## Requirements
Output, please, every line from the line that holds "like [[84, 96]]." to the end, exactly as written.

[Records from a point labeling set]

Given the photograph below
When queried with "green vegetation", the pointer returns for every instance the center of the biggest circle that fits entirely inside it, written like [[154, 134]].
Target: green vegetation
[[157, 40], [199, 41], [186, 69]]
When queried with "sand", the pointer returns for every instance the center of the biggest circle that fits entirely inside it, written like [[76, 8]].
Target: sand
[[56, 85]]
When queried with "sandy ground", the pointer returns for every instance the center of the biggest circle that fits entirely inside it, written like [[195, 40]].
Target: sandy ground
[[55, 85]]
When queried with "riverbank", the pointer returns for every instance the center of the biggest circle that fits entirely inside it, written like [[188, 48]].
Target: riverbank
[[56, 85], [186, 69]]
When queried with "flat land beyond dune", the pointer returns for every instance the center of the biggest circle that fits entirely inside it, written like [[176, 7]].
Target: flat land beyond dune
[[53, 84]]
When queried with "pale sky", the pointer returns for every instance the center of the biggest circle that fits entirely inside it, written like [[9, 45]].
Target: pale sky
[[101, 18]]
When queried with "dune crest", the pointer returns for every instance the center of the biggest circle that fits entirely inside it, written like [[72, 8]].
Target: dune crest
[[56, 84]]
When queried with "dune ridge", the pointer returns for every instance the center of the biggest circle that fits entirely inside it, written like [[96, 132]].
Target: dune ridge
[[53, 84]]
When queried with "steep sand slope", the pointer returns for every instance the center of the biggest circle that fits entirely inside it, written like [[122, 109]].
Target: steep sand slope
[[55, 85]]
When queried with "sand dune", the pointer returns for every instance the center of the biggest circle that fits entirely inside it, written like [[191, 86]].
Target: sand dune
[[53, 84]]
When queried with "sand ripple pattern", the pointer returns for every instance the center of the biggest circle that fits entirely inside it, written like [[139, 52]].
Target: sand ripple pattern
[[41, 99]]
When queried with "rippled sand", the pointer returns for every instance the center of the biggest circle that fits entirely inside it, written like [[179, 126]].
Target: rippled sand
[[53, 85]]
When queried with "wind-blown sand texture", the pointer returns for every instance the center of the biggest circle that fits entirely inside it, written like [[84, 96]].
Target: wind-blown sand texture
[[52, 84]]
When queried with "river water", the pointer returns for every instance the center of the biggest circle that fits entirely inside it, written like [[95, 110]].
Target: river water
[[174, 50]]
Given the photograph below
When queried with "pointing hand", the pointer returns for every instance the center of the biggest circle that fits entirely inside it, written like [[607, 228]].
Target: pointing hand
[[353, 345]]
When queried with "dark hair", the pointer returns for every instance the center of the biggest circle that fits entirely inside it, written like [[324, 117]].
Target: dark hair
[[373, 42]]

## Solution
When queried with "wind-blown sand texture", the pointer returns for every instance the center of the biggest circle that fits entirely inside it, written like [[84, 96]].
Target: wind-blown sand texture
[[52, 84]]
When queried with "river water", the pointer returns for every instance the center of the biggest circle that fits entirely inside it, written like [[95, 110]].
Target: river water
[[174, 50]]
Given the photograph below
When queried with "pointing hand", the pointer returns for every instance the center of the biggest circle that fits entirely inside it, written like [[607, 228]].
Target: pointing hand
[[353, 345]]
When queried with "dark hair", the pointer returns for every instance the center of the biggest circle that fits entirely inside it, written like [[324, 117]].
Target: dark hair
[[373, 42]]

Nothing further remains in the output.